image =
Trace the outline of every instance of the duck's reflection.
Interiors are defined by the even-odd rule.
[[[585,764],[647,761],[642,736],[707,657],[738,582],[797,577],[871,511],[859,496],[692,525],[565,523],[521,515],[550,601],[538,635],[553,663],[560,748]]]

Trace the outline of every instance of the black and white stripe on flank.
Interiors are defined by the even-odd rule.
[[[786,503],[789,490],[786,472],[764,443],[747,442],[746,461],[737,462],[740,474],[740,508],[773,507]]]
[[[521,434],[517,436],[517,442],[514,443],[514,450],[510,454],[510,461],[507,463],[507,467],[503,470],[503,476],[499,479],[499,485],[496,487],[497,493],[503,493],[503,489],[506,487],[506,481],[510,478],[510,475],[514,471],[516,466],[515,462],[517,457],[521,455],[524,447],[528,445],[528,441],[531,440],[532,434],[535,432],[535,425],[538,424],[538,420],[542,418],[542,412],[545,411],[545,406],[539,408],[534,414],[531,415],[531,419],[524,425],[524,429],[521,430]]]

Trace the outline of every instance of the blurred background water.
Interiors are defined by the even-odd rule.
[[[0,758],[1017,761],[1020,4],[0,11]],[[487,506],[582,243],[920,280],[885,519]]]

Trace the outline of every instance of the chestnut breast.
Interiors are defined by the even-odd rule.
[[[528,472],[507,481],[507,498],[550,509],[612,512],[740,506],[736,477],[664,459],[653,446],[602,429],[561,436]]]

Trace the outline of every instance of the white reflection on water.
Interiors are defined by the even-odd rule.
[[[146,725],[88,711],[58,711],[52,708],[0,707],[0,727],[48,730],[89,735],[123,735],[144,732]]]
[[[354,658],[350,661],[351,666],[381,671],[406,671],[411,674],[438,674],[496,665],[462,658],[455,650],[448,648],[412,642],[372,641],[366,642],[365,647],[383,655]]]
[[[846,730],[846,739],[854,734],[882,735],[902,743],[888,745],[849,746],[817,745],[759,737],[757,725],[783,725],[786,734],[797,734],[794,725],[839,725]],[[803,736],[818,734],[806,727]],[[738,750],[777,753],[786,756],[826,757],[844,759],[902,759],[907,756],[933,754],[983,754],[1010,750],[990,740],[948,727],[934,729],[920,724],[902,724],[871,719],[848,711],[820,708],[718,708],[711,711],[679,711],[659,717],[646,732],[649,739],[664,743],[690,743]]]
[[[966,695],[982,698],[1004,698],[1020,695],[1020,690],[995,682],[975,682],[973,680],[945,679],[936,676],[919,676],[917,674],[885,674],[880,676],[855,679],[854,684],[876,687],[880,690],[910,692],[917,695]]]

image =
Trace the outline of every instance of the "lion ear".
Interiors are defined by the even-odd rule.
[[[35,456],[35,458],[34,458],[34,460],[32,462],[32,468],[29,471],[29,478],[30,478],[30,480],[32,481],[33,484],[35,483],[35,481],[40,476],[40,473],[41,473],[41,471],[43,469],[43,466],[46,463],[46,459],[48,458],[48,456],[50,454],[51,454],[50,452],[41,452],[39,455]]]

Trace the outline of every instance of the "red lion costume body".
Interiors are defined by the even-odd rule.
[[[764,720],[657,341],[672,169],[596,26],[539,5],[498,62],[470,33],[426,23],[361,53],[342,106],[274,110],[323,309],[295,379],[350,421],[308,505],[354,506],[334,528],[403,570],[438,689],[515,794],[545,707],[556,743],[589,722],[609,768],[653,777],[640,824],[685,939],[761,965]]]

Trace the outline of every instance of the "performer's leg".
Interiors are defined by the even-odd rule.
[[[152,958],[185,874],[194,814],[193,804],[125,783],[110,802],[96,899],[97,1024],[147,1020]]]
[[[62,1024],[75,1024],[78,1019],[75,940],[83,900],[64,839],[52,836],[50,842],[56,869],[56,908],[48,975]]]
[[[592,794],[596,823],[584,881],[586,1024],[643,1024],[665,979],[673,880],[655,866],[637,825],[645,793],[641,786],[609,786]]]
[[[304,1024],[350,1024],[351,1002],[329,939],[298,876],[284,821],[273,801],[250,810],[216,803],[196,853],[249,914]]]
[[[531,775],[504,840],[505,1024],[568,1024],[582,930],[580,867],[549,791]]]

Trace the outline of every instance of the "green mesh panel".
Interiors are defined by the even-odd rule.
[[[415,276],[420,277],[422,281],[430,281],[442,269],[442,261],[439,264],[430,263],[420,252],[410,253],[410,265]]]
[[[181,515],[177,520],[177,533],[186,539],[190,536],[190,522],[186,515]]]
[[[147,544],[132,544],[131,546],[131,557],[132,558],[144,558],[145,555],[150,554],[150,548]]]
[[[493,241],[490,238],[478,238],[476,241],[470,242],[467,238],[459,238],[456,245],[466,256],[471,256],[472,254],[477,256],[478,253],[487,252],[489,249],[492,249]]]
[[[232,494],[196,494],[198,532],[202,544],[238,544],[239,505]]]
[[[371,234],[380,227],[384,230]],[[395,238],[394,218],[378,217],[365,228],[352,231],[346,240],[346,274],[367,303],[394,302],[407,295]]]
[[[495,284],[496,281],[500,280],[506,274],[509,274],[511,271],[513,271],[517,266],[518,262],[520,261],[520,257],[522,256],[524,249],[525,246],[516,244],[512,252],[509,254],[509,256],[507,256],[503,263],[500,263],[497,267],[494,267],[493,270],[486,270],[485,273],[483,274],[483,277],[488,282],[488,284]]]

◆ ◆ ◆

Reprint the data above from the opening line to the line holding "Trace the outline of every instance of the black", inclusive, and nothing else.

image =
Trace the outline of every instance of the duck's reflection.
Interiors are defined by the even-odd rule.
[[[585,764],[647,761],[642,736],[707,657],[738,582],[797,577],[871,511],[859,496],[692,525],[565,523],[521,515],[550,601],[538,635],[553,663],[560,748]]]

Trace the outline of every instance of the black and white stripe on flank.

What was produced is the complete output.